Content starts
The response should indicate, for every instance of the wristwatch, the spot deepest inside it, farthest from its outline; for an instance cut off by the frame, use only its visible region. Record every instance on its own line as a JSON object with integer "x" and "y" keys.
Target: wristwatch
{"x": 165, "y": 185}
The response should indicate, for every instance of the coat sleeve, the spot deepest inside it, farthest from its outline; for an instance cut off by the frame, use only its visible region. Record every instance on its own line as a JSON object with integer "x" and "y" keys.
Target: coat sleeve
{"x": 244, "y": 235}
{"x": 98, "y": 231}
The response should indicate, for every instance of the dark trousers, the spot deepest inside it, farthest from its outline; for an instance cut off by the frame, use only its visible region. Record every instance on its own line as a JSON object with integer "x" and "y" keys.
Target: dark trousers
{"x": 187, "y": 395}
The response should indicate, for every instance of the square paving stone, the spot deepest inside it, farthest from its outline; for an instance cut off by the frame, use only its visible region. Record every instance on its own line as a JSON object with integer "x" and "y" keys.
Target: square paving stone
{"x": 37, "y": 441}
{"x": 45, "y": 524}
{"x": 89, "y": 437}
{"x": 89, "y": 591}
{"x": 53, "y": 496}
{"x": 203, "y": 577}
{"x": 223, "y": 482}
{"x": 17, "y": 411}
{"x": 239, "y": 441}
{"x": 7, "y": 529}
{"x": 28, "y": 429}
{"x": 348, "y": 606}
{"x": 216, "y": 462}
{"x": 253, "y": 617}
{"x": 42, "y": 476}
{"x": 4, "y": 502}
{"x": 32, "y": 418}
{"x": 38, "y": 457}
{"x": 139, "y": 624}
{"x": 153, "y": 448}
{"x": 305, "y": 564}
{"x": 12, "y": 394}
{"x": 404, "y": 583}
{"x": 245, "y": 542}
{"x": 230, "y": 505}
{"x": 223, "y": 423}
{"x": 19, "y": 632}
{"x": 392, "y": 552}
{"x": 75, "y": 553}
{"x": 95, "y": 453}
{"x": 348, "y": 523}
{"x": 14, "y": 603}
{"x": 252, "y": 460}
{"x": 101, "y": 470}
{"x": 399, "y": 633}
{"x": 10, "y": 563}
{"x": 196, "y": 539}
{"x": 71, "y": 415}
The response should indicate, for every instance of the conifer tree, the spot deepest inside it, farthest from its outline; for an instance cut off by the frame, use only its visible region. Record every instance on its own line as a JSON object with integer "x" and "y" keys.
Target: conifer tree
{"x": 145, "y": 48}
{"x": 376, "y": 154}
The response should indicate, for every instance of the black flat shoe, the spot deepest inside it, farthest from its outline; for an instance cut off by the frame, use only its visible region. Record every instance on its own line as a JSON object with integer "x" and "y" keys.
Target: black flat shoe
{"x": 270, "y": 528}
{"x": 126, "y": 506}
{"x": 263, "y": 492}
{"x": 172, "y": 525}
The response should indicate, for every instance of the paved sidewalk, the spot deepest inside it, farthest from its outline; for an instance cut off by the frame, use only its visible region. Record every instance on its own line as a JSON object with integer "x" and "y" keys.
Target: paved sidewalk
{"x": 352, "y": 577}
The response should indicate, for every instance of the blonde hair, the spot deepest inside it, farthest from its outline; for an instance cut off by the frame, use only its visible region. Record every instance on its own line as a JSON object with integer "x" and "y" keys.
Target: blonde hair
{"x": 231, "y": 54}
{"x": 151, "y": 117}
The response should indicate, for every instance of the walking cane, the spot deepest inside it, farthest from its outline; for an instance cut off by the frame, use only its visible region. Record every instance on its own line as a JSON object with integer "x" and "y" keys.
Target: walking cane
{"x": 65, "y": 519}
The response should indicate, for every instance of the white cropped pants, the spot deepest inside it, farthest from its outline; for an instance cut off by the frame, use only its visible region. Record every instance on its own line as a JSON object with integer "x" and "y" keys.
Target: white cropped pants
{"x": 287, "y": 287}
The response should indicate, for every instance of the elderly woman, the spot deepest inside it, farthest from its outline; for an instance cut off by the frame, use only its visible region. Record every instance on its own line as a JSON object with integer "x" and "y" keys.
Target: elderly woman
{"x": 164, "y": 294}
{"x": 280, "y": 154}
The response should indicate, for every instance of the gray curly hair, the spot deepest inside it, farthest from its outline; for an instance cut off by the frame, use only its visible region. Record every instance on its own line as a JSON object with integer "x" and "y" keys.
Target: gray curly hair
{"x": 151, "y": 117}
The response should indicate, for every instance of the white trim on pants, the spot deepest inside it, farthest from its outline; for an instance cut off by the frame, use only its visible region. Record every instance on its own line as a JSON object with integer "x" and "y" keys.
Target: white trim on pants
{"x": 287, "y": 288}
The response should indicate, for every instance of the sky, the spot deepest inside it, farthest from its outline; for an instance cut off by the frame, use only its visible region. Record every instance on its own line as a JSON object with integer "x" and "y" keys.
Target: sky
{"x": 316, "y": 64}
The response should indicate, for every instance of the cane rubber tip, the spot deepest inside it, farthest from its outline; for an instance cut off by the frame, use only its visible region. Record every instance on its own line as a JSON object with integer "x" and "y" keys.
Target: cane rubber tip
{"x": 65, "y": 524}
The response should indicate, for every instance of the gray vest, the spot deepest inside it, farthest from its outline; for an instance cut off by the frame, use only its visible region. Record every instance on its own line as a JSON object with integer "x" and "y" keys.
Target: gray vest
Content ends
> _Task to carry out_: For this exercise, give every entry again exactly as it appears.

> _Result of the task_:
The response should indicate, for every instance of the wristwatch, the spot deepest inside it, farthest from its outline; for an instance cut off by the frame, use only its visible region. Record every instance on its own line as a JSON object with integer "x" and "y" keys.
Target: wristwatch
{"x": 165, "y": 185}
The response should indicate, for every instance of the coat sleeve, the spot deepest inside it, farthest from its outline; for an instance cut off by the frame, use only its visible region. Record every instance on its own line as a JSON object with integer "x" and "y" keys.
Target: coat sleeve
{"x": 244, "y": 235}
{"x": 98, "y": 231}
The response should indicate, for every instance of the dark trousers, the spot deepest inside it, farthest from its outline; for an instance cut off by the frame, use only its visible region. Record every instance on its own line as a JSON object with integer "x" and "y" keys.
Target: dark trousers
{"x": 187, "y": 395}
The response should indicate, for every instance of the square paving stone, the spot deepest inside it, farthest from its outline; for an instance cut off by the frame, use only its visible region. Record every instance on its own line as a JSON object with integer "x" and "y" keys.
Target: square paving stone
{"x": 37, "y": 441}
{"x": 45, "y": 524}
{"x": 89, "y": 437}
{"x": 89, "y": 591}
{"x": 53, "y": 496}
{"x": 203, "y": 577}
{"x": 223, "y": 482}
{"x": 17, "y": 411}
{"x": 239, "y": 441}
{"x": 7, "y": 529}
{"x": 28, "y": 429}
{"x": 348, "y": 606}
{"x": 216, "y": 462}
{"x": 253, "y": 617}
{"x": 42, "y": 476}
{"x": 4, "y": 502}
{"x": 32, "y": 418}
{"x": 38, "y": 457}
{"x": 139, "y": 624}
{"x": 153, "y": 448}
{"x": 305, "y": 564}
{"x": 12, "y": 394}
{"x": 404, "y": 583}
{"x": 245, "y": 542}
{"x": 230, "y": 505}
{"x": 223, "y": 423}
{"x": 19, "y": 632}
{"x": 392, "y": 552}
{"x": 75, "y": 553}
{"x": 95, "y": 453}
{"x": 348, "y": 523}
{"x": 14, "y": 603}
{"x": 252, "y": 460}
{"x": 101, "y": 470}
{"x": 399, "y": 633}
{"x": 10, "y": 563}
{"x": 196, "y": 539}
{"x": 71, "y": 415}
The response should indicate, for every instance of the conifer tree, the spot deepest inside it, farthest from its outline; for an instance cut off by the frame, use only its visible region. Record every instance on its own line as a JSON object with integer "x" and "y" keys.
Target: conifer tree
{"x": 145, "y": 48}
{"x": 376, "y": 154}
The response should indicate, for every instance of the black flat shoe, the spot deepest inside it, farthest from its outline; for an instance cut off by the frame, use only its visible region. Record every instance on its own line as a JSON object with integer "x" and "y" keys.
Target: black flat shoe
{"x": 270, "y": 528}
{"x": 126, "y": 506}
{"x": 263, "y": 492}
{"x": 172, "y": 525}
The response should indicate, for every instance of the paved sidewalk, the spot deepest inside it, farthest from its outline; for an instance cut off by the frame, use only its visible region. Record every instance on its own line as a JSON object with integer "x" and "y" keys.
Target: paved sidewalk
{"x": 352, "y": 577}
The response should indicate, for every instance of the blonde hair, the spot deepest inside it, farthest from its outline; for an instance cut off by the frame, use only its visible region. Record every instance on its own line as a JSON object with integer "x" and "y" keys.
Target: blonde hair
{"x": 231, "y": 54}
{"x": 151, "y": 117}
The response should indicate, for every instance of the walking cane, the spot deepest inside it, farthest from its outline; for an instance cut off by the frame, use only its visible region. Record every instance on its own line as a JSON object with integer "x" and "y" keys.
Target: walking cane
{"x": 65, "y": 519}
The response should indicate, for every instance of the white cropped pants, the spot deepest inside it, farthest from its outline; for an instance cut off by the frame, use only its visible region. Record every instance on its own line as a JSON object with integer "x" and "y" keys.
Target: white cropped pants
{"x": 287, "y": 287}
The response should indicate, for every instance of the elderly woman, the spot deepest inside it, farthest from its outline; for an instance cut off by the frame, use only its visible region. Record every instance on its own line as a JSON object with integer "x" and "y" keys.
Target: elderly woman
{"x": 164, "y": 294}
{"x": 280, "y": 154}
The response should indicate, for every instance of the gray curly hair, the spot deepest inside it, farthest from its outline; for an instance cut off by the frame, use only its visible region. Record every instance on its own line as a JSON object with integer "x" and "y" keys.
Target: gray curly hair
{"x": 151, "y": 117}
The response should indicate, for every instance of the white trim on pants, the spot deepest inside it, farthest from its outline; for an instance cut off by the frame, use only its visible region. Record every instance on its own line as a JSON object with integer "x" and "y" keys.
Target: white trim on pants
{"x": 287, "y": 288}
The response should indicate, for every instance of the sky, the spot deepest inside it, farthest from its outline; for an instance cut off by the frame, use only its visible region. Record every instance on its own line as a JSON object with integer "x" and "y" keys.
Target: sky
{"x": 316, "y": 64}
The response should indicate, for every instance of the cane rubber tip, the spot deepest inside it, farthest from its outline; for an instance cut off by the frame, use only its visible region. Record every instance on its own line as a JSON object with integer "x" and "y" keys.
Target: cane rubber tip
{"x": 65, "y": 524}
The response should indicate, for every instance of the gray vest, the spot deepest inside it, farthest from its outline; for an instance cut off by the frame, use only its visible region. Record every instance on its own line as a JSON object with integer "x" and "y" keys.
Target: gray vest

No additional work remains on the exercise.